# Yönergeler
a) Aşağıdaki Narin soruşturması haberinde adı geçen bütün kişileri sıralayın.
b) Aşağıdaki Narin soruşturması haberini son cümlesinden sonra birkaç cümleyle sürdürün.

# Seçilen Metin
_ _ _ _ _
8 yaşındaki Narin 21 Ağustos'ta kayboldu ve 19 gün sonra cansız bedeni bulundu. Narin'in cansız bedeninin organize bir şekilde ortadan kaldırılmaya çalışıldığı tespit edilirken yeni delillerin de asıl katile götürmesi bekleniyor. Olayın ilk gününden bu yana tüm oklar amca Salim Güran'ı gösteriyordu. Soruşturmada ilk tutuklanan isim de o olmuştu. Ancak yeni deliller birinci şüpheliyi değiştirdi. Soruşturma ağabey Enes Güran üzerinde yoğunlaşmaya başladı.
Milliyet'ten Ferit Zengin'in haberine göre, cinayetin nedeni olarak kendilerini kaynak olarak gösteren ve “çoklu gayri ahlaki ilişki” olarak ifade edilen gerekçenin kendilerinin bir tespiti olmadığını ifade eden jandarma ekiplerinin üzerinde inceleme yaptığı şüphelilerin telefonundan, anne Yüksel Güran ile amca Salim Güran’ın arasında herhangi bir telefon ve mesajlaşma olmadığını, Salim Güran’ın telefonun Yüksel Güran’ın telefonunda kayıtlı bile olmadığını tespit ederken, telefon kayıtlarını ve mesajları silen tek şüpheli olarak tespit edilen Salim Güran’ın büyük amcasıyla olay sırasında ve sonrasında yaptığı birçok görüşmeyi tespit etti.
_ _ _ _ _
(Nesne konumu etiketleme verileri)
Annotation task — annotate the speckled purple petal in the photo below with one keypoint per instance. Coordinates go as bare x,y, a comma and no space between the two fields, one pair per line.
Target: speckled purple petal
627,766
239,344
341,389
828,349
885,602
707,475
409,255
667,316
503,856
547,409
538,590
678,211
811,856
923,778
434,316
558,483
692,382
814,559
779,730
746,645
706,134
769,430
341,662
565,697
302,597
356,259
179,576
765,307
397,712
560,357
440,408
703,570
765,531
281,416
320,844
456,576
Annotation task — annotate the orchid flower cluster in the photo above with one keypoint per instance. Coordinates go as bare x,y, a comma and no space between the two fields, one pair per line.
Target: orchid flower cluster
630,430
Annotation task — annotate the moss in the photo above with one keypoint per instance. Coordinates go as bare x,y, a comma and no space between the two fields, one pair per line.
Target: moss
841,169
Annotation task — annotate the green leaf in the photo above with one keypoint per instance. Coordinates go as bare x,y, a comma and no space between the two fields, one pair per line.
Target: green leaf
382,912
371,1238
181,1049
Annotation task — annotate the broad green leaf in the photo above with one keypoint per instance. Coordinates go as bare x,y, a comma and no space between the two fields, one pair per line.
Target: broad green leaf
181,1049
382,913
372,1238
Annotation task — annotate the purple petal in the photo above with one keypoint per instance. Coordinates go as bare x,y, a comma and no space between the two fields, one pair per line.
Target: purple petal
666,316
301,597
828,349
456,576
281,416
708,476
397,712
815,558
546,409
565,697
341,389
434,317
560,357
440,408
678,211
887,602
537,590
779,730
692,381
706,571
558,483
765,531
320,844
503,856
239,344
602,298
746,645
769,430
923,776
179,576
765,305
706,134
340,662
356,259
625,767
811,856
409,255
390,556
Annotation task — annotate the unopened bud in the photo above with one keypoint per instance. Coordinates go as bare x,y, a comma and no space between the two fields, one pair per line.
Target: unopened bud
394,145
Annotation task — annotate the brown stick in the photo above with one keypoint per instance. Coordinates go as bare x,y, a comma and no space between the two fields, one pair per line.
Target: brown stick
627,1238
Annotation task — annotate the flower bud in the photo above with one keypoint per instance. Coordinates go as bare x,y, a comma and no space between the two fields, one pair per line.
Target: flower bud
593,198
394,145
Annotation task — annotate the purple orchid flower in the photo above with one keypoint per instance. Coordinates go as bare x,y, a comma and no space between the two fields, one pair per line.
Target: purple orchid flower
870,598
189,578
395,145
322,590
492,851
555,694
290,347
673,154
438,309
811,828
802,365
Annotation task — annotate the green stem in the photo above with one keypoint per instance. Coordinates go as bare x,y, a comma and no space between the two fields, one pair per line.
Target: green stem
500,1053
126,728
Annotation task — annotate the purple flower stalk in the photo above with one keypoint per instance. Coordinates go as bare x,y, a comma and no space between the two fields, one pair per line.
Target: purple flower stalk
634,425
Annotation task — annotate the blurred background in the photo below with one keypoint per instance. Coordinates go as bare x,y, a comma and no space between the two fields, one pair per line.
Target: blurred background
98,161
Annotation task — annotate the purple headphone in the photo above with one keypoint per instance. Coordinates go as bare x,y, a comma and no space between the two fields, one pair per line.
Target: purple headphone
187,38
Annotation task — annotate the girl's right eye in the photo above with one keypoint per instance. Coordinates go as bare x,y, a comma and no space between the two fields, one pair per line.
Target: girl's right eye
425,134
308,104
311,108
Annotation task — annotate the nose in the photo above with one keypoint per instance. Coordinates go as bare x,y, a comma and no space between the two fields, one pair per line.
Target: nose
_ _ _ _ _
# Görev Yanıtları
a) Narin, Salim Güran, Enes Güran, Ferit Zengin, Yüksel Güran

b)
Silinen ses kayıtları ve mesajların yanı sıra yapılan arama kayıtlarında Narin’in kaybolduğu sırada ve sonrasında büyük amcasıyla görüşmeleri tespit edilen Salim Güran’ın işçisi Mehmet Selim Atasoy ve oğlu Ramazan Atasoy’un yaptığı telefon görüşmelerine de ulaşan jandarma ekipleri, şu ana kadar eldeki bulgu ve belgelerden birinci cinayet zanlısı olarak abi Enes’in öne çıktığı, aile kararıyla cesedin taşeron aracılığıyla ortadan kaldırılmaya çalışıldığı üzerinde duruluyor.
Eldeki veri ve bilgiler doğrultusunda, Narin’in kaybolduğu anda anne Yüksel Güran’ın aradığı ilk isim olarak öne çıkan ve dün yaptığı açıklamayla cinayetin failinin Narin’in cesedini dereye getirip atan Nevzat Bahtiyar olduğunu ifade eden büyük amcanın ifadesinin alınması beklenirken, küçük kızın abisi tarafından öldürüldükten sonra aile meclisi kararıyla cesedinin ortadan kaldırılması için köyün kriminal ailesi olarak bilinen Bahtiyarlar ailesinden Nevzat Bahtiyar’a ortadan kaldırılması için teslim edildiği üzerinde duruluyor.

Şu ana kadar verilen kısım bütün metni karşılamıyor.